According to the latest purchasing manager index (PMI) from Stanbic Bank, leading indicators, including output, new orders and employment, fell to a three-month low, with businesses reporting only marginal improvements in operating conditions.
“Growth momentum in Kenya’s private sector slowed again at the start of the third quarter of the year as surveyed businesses reported weaker expansions in output, new orders, employment and purchasing,” said the report.
“At the same time, cost inflationary pressures rose to a 16-month high as tax changes resulted in a sharp uptick in purchase prices,” added the report released yesterday.
The PMI index fell from 51.0 in June to 50.6 in July, pointing to a marginal improvement in operating conditions in the country.
PMI readings above 50 signal an improvement in business conditions on the previous month, while readings below 50 show a deterioration.
Businesses further indicated a higher degree of optimism, with nearly a third of firms surveyed giving a positive forecast for output over the coming 12 months.
#####
* [Tasks to perform]
1. Transcribe the passage of the Kenya PMI report from "According to the" to "report released yesterday.".
2. Carry the Kenya PMI report forward from its final sentence.

* [Records shown]
#####
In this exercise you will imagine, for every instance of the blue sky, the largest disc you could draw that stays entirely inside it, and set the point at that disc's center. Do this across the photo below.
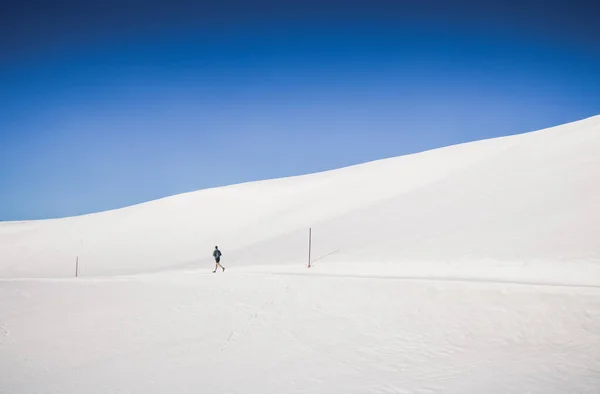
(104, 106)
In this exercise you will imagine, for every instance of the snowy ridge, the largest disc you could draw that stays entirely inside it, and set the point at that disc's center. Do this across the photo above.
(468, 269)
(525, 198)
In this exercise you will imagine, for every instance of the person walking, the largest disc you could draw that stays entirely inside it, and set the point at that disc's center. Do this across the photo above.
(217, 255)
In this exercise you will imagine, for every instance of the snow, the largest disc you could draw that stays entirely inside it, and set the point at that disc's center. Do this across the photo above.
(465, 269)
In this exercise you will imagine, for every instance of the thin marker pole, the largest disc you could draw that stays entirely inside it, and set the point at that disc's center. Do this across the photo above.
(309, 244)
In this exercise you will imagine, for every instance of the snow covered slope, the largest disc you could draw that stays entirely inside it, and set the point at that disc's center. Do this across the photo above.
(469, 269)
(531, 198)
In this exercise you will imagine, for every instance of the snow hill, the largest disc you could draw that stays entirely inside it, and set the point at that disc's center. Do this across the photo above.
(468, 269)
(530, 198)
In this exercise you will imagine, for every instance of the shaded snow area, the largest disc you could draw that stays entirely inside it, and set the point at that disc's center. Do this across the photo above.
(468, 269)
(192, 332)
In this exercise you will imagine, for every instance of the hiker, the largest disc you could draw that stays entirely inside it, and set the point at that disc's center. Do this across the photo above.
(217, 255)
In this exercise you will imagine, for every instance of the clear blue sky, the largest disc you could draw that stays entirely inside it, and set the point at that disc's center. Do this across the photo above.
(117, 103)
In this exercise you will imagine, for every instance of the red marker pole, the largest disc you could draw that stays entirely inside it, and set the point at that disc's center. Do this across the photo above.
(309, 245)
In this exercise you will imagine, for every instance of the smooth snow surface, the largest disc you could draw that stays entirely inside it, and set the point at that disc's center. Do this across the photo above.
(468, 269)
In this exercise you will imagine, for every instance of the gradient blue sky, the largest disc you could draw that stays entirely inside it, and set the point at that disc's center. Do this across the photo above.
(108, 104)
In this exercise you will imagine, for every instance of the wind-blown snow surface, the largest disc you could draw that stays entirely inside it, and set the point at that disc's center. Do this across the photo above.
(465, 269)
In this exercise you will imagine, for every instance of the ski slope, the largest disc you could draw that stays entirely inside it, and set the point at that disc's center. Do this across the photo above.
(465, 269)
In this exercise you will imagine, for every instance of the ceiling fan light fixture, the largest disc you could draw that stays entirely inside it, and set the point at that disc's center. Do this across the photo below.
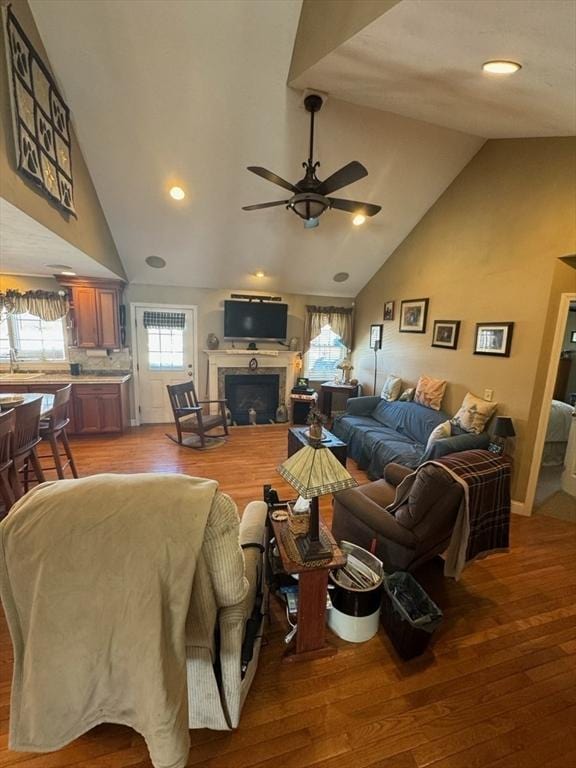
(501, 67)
#####
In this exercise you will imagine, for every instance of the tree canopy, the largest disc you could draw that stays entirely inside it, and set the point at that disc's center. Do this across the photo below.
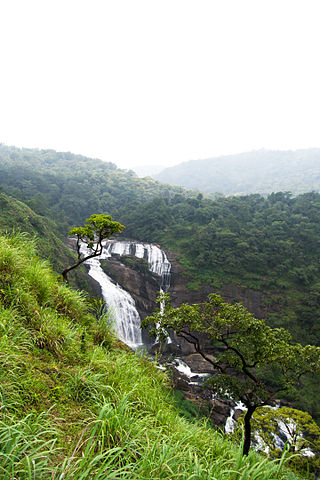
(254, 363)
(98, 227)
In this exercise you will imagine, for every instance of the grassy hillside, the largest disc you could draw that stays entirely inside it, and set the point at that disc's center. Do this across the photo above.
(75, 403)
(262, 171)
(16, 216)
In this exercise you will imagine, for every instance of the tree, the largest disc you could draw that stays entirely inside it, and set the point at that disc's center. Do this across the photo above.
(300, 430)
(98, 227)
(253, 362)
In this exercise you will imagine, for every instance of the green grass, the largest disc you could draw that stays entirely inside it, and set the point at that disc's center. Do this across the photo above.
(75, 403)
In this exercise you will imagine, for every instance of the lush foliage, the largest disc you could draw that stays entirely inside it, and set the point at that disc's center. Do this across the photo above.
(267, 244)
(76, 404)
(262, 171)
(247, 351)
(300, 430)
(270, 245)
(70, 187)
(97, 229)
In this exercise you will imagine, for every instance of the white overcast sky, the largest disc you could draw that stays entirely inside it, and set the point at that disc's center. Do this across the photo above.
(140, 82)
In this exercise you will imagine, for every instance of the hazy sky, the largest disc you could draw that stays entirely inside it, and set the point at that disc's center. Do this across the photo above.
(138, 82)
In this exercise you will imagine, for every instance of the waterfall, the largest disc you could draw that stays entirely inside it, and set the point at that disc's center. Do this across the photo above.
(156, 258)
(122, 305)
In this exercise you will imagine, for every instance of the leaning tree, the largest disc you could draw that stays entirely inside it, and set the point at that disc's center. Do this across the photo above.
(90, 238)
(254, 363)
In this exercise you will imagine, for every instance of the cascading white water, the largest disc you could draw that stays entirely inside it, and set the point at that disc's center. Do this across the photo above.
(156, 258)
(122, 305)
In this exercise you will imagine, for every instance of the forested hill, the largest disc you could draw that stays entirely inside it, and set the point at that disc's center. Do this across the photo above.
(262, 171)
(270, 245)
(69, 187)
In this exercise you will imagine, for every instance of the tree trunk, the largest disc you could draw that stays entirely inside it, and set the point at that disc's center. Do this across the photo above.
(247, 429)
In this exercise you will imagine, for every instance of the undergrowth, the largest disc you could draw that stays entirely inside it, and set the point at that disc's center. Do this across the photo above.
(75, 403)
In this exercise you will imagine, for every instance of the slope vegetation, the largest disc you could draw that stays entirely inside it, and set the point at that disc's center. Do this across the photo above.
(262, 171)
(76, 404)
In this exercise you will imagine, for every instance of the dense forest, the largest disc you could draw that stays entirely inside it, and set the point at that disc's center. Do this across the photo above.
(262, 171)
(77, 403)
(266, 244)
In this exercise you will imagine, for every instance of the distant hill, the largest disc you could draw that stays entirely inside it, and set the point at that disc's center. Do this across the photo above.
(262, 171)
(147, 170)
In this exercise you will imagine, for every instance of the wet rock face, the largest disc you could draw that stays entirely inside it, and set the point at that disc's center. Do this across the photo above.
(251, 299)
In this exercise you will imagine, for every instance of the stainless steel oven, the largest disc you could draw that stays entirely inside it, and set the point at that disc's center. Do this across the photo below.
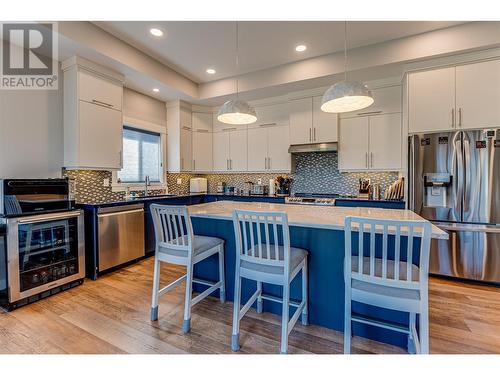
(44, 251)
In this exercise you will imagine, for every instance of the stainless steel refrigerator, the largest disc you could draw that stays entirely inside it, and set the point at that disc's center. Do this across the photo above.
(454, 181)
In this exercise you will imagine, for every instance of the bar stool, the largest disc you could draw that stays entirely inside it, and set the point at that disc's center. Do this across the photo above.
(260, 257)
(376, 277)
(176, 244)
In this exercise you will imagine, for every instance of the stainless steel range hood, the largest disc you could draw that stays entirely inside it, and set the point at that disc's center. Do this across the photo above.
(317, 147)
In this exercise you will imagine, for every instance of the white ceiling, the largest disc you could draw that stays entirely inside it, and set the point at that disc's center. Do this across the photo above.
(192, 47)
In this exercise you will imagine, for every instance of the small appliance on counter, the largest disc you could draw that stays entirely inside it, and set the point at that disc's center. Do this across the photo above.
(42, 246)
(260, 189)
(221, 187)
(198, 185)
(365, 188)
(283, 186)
#####
* [Your responses]
1.
According to the latest purchasing manager index (PMI) from Stanbic Bank, leading indicators, including output, new orders and employment, fell to a three-month low, with businesses reporting only marginal improvements in operating conditions.
“Growth momentum in Kenya’s private sector slowed again at the start of the third quarter of the year as surveyed businesses reported weaker expansions in output, new orders, employment and purchasing,” said the report.
“At the same time, cost inflationary pressures rose to a 16-month high as tax changes resulted in a sharp uptick in purchase prices,” added the report released yesterday.

2.
According to the index, several firms cited plans to open new branches and increase advertising, although optimism remained lower than the long-term average for corresponding quarters.
“Domestic demand improved by the second-lowest pace since the lifting of public health restrictions after the first wave of the pandemic, with some firms reporting a drop in customer numbers,” said Fixed Income and Currency Strategist at Stanbic Bank, Kuria Kamau.
According to Kamau, firms in agriculture, construction and services witnessed an increase in demand and output, while those in manufacturing and trade saw declines.